(GIVEN REQUEST 1)
Answer these questions about the sherpa-onnx decoding script:
(a) What default value does the --context-score option have?
(b) With which decoding method is the --bpe-model path used?
(c) What sample rate does the paraformer example command pass?
--- PAGE EXTRACT ---
#!/usr/bin/env python3
#
# Copyright (c)  2023 by manyeyes

"""
This file demonstrates how to use sherpa-onnx Python API to transcribe
file(s) with a non-streaming model.

(1) For paraformer
    ./python-api-examples/offline-decode-files.py  \
      --tokens=/path/to/tokens.txt \
      --paraformer=/path/to/paraformer.onnx \
      --num-threads=2 \
      --decoding-method=greedy_search \
      --debug=false \
      --sample-rate=16000 \
      --feature-dim=80 \
      /path/to/0.wav \
      /path/to/1.wav

(2) For transducer models from icefall
    ./python-api-examples/offline-decode-files.py  \
      --tokens=/path/to/tokens.txt \
      --encoder=/path/to/encoder.onnx \
      --decoder=/path/to/decoder.onnx \
      --joiner=/path/to/joiner.onnx \
      --num-threads=2 \
      --decoding-method=greedy_search \
      --debug=false \
      --sample-rate=16000 \
      --feature-dim=80 \
      /path/to/0.wav \
      /path/to/1.wav

(3) For CTC models from NeMo

Please refer to
https://k2-fsa.github.io/sherpa/onnx/index.html
to install sherpa-onnx and to download the pre-trained models
used in this file.
"""
import argparse
import time
import wave
from pathlib import Path
from typing import List, Tuple

import numpy as np
import sentencepiece as spm
import sherpa_onnx


def get_args():
    parser = argparse.ArgumentParser(
        formatter_class=argparse.ArgumentDefaultsHelpFormatter
    )

    parser.add_argument(
        "--tokens",
        type=str,
        help="Path to tokens.txt",
    )

    parser.add_argument(
        "--bpe-model",
        type=str,
        default="",
        help="""
        Path to bpe.model,
        Used only when --decoding-method=modified_beam_search
        """,
    )

    parser.add_argument(
        "--modeling-unit",
        type=str,
        default="char",
        help="""
        The type of modeling unit.
        Valid values are bpe, bpe+char, char.
        Note: the char here means characters in CJK languages.
        """,
    )

    parser.add_argument(
        "--contexts",
        type=str,
        default="",
        help="""
        The context list, it is a string containing some words/phrases separated
        with /, for example, 'HELLO WORLD/I LOVE YOU/GO AWAY".
        """,
    )

    parser.add_argument(
        "--context-score",
        type=float,
        default=1.5,
        help="""
        The context score of each token for biasing word/phrase. Used only if
        --contexts is given.
        """,
    )

    parser.add_argument(
        "--encoder",
        default="",
        type=str,
        help="Path to the encoder model",
    )

    parser.add_argument(
        "--decoder",
        default="",
        type=str,
        help="Path to the decoder model",
    )

    parser.add_argument(
        "--joiner",
        default="",
        type=str,
        help="Path to the joiner model",
    )

    parser.add_argument(
        "--paraformer",
        default="",
        type=str,
        help="Path to the model.onnx from Paraformer",
    )
--- INPUT RECORDS ---
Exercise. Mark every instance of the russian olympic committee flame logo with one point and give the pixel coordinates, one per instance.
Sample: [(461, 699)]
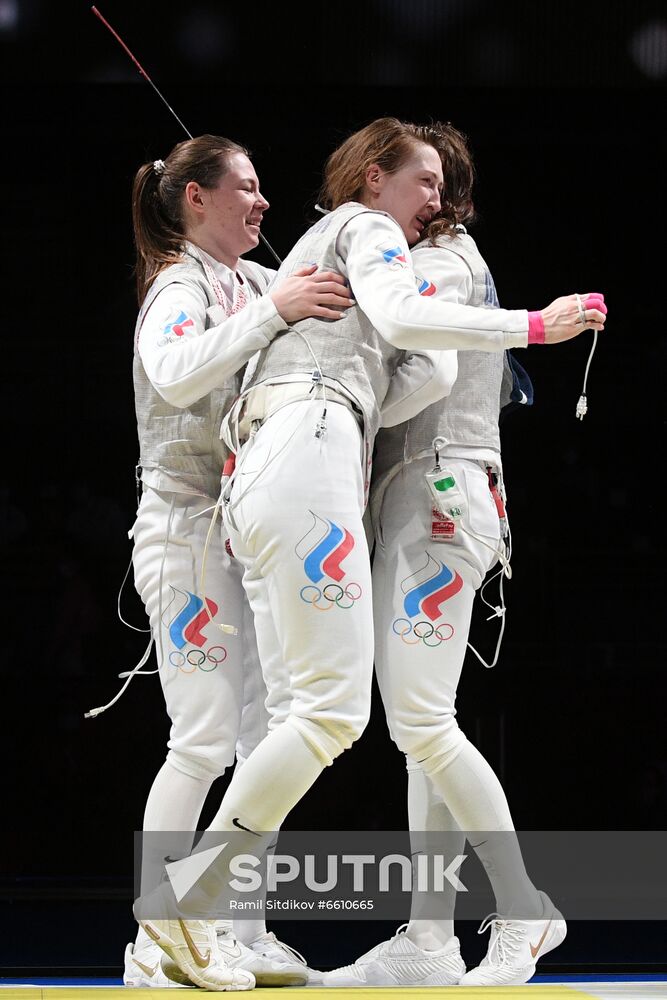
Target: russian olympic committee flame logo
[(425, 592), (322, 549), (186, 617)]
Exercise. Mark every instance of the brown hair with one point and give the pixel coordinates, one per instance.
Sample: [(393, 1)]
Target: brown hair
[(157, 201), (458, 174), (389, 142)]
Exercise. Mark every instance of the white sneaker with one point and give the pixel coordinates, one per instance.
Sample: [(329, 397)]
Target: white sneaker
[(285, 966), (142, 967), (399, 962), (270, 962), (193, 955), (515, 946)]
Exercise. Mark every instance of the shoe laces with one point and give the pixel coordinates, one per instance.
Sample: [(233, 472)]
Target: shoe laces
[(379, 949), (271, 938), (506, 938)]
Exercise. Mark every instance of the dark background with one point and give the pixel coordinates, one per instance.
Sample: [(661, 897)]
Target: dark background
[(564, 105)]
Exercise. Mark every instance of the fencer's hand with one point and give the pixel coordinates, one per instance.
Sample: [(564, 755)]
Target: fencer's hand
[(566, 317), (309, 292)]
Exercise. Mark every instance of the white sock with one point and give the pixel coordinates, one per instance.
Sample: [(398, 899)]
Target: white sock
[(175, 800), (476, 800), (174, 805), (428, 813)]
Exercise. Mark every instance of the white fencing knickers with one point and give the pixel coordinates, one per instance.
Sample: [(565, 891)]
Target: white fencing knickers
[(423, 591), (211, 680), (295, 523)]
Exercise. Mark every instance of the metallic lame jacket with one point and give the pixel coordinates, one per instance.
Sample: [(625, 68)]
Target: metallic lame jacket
---
--- INPUT RECORDS ---
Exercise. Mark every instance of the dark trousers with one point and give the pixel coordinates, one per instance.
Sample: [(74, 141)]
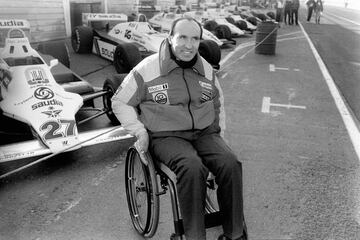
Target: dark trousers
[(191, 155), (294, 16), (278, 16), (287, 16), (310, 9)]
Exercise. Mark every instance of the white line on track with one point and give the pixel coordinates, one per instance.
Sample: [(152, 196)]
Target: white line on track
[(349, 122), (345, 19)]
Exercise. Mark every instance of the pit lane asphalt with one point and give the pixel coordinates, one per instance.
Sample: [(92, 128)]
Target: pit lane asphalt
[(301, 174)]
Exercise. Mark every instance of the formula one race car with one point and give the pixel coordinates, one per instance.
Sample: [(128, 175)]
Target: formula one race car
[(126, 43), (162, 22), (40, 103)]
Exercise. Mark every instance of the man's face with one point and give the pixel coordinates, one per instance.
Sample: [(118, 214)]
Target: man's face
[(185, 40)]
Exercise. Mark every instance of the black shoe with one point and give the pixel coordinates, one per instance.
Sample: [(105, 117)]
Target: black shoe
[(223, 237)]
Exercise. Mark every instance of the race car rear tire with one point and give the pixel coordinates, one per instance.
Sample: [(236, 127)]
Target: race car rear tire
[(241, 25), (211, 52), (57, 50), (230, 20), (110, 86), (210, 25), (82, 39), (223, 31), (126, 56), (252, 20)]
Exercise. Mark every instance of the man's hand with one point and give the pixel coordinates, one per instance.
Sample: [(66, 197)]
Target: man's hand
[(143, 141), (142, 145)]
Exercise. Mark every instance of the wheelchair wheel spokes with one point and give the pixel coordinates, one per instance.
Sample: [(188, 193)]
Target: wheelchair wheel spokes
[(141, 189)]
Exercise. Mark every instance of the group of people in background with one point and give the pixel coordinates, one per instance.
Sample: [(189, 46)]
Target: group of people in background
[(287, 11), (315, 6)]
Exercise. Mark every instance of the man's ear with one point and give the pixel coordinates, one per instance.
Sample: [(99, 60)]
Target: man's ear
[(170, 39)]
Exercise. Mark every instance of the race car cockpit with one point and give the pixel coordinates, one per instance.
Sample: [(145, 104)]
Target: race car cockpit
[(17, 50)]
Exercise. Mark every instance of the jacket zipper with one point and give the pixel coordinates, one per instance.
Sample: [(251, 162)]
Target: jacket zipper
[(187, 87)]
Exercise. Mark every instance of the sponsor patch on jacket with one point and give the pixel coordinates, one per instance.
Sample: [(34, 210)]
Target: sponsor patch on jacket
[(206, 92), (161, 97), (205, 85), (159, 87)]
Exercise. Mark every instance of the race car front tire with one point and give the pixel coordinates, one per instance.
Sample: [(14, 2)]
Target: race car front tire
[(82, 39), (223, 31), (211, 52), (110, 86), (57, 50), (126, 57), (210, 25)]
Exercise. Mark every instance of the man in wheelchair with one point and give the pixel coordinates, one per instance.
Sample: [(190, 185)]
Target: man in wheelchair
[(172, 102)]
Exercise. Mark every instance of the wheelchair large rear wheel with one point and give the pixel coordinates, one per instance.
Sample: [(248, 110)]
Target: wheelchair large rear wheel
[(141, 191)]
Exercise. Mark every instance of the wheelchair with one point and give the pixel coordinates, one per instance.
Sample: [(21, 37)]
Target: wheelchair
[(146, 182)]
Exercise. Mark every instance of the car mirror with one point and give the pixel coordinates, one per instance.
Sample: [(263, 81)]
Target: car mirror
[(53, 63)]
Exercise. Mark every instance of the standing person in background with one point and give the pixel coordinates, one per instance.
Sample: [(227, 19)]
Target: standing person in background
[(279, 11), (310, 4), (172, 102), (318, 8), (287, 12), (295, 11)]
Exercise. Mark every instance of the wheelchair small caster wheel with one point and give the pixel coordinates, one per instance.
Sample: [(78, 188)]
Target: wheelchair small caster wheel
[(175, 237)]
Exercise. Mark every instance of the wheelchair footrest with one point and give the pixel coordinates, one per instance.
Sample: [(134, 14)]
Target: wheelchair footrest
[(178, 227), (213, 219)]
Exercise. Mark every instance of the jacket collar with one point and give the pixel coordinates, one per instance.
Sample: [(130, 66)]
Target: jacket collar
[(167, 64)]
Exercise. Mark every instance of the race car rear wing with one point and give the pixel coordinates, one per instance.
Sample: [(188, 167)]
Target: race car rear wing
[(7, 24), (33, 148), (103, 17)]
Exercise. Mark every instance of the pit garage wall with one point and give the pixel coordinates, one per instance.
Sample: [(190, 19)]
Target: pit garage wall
---
(GIVEN REQUEST 2) Please put the entry lines into a numbered list, starting at the line containing "Exercise. Mark every instance of the russian" and ending at the line containing "[(564, 105)]", with no blank lines. Leave the pictures out.

(OUTPUT 1)
(a) 1.5
(b) modified_beam_search
(c) 16000

(OUTPUT 2)
1. Exercise. Mark every instance of the russian olympic committee flame logo with one point and give the pixel coordinates, one per instance.
2. Sample: [(461, 699)]
3. Target: russian olympic committee flame logo
4. [(425, 592), (322, 549), (186, 617)]
5. Exercise. Mark every instance of the brown hair with one point and give the pixel coordinates, one per instance.
6. Sample: [(393, 1)]
7. Target: brown hair
8. [(157, 201), (458, 174), (389, 142)]
9. Exercise. Mark every instance of the white sneaker with one point and give the pixel coordinates, one per instance.
10. Sample: [(329, 397)]
11. Target: white sneaker
12. [(285, 966), (142, 967), (399, 962), (270, 962), (193, 955), (515, 946)]
13. Exercise. Mark every instance of the shoe laces with one point and give the pixel coordinates, one per instance.
14. Sample: [(233, 472)]
15. Target: shoe laces
16. [(379, 949), (271, 938), (506, 938)]
17. Exercise. Mark every instance of the dark background with one point and give the pixel coordinates, one per instance.
18. Sample: [(661, 897)]
19. Target: dark background
20. [(564, 105)]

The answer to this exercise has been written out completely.